[SOURCE PASSAGE — start]

The mayor of Dundee says the results of an investigation into the municipality, by the Direction des enquêtes et des pursuits en intégrité municipale (DEPIM) of the Commission municipale du Québec, have left her and municipal council members feeling disappointed and demotivated.

Issued by the Commission’s Municipal integrity investigations and prosecutions branch (DEPIM) on September 9, the report concludes there were irregularities in the management of the municipality between November 2020 and March 2021, specifically around the way decisions were made and recorded during council meetings. A list of recommendations, including a suggestion that council members and municipal staff be updated on the legal framework of the Municipal Code, and that the municipality review its practices concerning the management of public meetings, were included with the report.

In a phone interview with The Gleaner, Dundee mayor Linda Gagnon acknowledges that upon first reading, the report comes across as quite severe. “I recognize that we are not perfect,” she says, but insists there was never any attempt by herself or the members of council to be non-transparent or to prevent citizens from knowing what was being decided during council meetings. Gagnon says that while she is taking the report very seriously, she feels the strictness of the recommendations suggests the infractions may have been blown out of perspective in media reports.

[SOURCE PASSAGE — finish]
[RAW DATA — start]

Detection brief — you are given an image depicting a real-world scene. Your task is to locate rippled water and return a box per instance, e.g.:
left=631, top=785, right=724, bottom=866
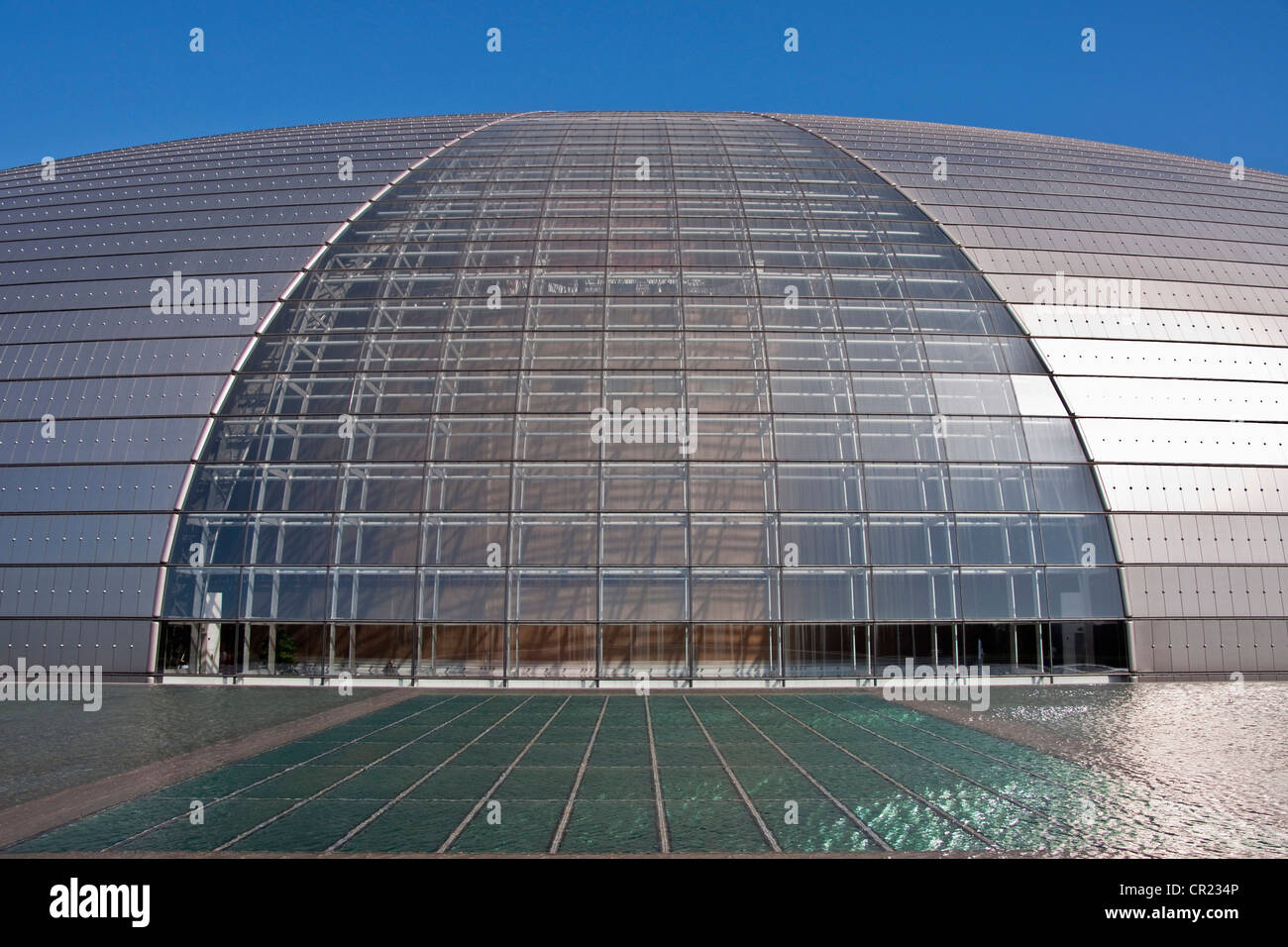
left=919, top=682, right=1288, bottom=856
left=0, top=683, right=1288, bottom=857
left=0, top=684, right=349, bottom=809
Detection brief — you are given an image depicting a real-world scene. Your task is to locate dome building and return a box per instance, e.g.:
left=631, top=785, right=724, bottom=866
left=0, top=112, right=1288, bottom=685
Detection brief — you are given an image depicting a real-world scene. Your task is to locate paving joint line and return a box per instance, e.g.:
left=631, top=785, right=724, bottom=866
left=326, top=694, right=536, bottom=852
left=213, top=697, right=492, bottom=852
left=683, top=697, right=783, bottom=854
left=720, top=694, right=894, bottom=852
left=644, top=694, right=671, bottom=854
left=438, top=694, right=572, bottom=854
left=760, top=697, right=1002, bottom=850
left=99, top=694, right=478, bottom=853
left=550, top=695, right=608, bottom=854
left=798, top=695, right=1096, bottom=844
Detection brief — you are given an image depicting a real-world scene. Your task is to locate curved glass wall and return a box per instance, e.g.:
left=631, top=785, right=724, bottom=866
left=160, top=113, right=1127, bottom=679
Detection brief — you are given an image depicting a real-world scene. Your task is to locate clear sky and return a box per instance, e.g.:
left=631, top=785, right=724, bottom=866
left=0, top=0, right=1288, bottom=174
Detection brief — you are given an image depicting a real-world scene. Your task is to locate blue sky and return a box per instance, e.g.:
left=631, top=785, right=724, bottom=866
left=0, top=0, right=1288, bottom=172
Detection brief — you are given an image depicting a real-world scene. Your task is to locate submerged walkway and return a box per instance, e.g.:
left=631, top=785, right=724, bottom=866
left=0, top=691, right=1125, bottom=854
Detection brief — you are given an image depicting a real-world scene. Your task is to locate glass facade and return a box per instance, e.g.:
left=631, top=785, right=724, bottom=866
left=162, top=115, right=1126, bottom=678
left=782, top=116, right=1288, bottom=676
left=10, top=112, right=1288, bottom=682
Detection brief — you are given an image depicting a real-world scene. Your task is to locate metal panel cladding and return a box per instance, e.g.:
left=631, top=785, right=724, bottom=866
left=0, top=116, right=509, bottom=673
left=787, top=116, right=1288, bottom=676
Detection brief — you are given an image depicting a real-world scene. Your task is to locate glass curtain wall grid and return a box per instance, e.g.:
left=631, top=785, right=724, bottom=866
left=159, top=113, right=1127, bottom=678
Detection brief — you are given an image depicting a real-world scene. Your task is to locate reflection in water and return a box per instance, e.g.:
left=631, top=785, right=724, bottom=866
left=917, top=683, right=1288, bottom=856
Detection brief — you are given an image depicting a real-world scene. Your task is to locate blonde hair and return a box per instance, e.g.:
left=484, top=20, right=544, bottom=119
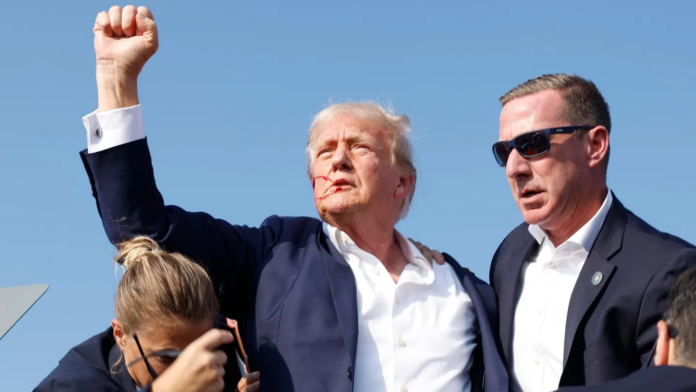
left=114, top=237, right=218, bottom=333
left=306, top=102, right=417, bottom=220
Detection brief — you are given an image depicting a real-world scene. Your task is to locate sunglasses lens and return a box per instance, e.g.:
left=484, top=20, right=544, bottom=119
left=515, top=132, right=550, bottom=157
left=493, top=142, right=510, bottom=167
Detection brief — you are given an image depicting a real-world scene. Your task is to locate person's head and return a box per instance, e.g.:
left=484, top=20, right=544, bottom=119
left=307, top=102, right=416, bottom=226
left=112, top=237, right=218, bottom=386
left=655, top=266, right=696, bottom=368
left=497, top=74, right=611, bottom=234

[RAW DATA — finish]
[RAW DATA — start]

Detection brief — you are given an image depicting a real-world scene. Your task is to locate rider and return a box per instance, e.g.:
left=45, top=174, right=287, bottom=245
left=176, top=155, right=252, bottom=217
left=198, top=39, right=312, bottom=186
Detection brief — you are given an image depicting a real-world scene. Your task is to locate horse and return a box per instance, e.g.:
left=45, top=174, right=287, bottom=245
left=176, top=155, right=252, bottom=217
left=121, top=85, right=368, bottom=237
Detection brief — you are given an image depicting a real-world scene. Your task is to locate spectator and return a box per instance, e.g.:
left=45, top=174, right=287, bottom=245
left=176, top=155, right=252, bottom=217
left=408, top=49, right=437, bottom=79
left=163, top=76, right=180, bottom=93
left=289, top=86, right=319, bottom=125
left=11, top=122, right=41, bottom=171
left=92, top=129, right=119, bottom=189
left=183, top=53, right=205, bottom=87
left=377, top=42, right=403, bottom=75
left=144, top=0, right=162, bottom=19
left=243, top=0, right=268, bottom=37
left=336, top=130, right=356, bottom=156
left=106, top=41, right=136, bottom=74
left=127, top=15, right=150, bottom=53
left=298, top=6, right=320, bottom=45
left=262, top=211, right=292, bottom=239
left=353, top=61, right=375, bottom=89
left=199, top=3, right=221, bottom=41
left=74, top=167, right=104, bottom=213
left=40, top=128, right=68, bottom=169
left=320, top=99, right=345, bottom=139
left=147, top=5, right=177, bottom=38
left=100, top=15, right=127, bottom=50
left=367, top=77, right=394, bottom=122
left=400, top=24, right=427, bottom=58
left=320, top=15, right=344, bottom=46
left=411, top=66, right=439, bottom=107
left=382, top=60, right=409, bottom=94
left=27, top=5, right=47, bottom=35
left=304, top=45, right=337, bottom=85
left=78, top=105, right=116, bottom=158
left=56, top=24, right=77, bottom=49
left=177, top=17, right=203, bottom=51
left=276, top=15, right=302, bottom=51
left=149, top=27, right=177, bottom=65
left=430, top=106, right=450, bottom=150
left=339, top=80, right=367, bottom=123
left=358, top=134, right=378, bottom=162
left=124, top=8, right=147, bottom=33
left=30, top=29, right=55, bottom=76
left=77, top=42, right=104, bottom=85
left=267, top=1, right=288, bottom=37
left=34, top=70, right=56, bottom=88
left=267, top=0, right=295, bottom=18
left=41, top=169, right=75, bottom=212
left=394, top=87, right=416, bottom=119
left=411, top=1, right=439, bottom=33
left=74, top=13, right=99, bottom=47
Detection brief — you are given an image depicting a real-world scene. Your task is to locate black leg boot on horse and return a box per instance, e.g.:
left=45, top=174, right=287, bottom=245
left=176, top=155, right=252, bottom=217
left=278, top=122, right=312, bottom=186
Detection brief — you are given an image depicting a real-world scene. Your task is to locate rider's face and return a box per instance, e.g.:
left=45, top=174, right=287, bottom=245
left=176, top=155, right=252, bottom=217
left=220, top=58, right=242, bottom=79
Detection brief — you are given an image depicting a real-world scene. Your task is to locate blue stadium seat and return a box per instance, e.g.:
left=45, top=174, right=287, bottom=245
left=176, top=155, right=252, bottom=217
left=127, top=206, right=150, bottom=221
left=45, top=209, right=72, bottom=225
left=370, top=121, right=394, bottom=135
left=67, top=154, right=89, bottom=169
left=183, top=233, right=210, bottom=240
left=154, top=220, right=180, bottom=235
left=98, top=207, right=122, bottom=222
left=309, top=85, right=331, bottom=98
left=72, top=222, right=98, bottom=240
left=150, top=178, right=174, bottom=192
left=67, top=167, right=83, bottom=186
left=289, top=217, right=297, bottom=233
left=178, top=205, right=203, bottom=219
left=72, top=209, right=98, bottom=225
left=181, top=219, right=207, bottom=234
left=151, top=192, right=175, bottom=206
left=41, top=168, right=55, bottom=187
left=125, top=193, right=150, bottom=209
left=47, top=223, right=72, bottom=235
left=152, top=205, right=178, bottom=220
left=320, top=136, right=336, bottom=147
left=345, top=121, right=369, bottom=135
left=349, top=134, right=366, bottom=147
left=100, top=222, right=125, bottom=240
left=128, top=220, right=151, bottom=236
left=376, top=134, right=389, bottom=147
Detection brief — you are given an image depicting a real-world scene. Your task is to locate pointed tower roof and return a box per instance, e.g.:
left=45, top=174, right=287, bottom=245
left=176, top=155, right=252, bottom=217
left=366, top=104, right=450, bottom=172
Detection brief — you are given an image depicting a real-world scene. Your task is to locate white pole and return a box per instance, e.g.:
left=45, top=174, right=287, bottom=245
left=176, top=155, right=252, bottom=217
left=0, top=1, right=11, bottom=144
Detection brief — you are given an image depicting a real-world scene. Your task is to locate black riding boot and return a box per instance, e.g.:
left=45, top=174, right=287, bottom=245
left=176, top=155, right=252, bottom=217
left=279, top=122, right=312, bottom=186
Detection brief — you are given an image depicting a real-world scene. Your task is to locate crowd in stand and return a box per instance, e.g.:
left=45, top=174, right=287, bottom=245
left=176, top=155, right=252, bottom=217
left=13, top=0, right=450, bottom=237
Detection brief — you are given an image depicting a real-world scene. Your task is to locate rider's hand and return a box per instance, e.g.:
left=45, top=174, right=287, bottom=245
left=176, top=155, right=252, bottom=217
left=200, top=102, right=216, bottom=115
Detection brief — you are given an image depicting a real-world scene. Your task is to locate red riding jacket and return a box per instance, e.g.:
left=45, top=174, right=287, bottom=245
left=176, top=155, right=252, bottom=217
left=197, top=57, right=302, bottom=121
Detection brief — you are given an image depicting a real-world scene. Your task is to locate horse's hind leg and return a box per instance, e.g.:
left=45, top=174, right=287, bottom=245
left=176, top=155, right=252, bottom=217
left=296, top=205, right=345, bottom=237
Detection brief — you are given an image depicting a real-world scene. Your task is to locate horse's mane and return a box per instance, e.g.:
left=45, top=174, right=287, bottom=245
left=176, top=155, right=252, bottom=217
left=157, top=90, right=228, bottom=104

[RAW DATA — finish]

Please carry on the article about the Dundee mayor's response to the DEPIM investigation, picking up after its final sentence. You won't need any of this data.

“We did not hold a caucus previously,” says Gagnon, noting it was the Ministry of Municipal Affairs that encouraged the municipality to hold caucus sessions prior to their formal council meetings. “We tried to do things to the best of our ability,” she maintains, suggesting that the period in question was during the earlier months in the pandemic, when council meetings had to be recorded. “It was hard, and the council was not comfortable with this,” she says, noting that outside the five months covered by the report, the municipality has been managed correctly.

She says the report stems from a complaint filed against the municipality. “We are receiving a complaint or request for information almost every week,” she says, suggesting that while the vast majority of residents are content with the municipality and its services, “There are those who are not happy.”

Gagnon says that by December all the recommendations from the report will have been put in place. The municipality is also expected to approve the hiring a new director general at an upcoming meeting. She says she hopes that once the present storm passes, the efforts of the council over the past five years will not have been lost.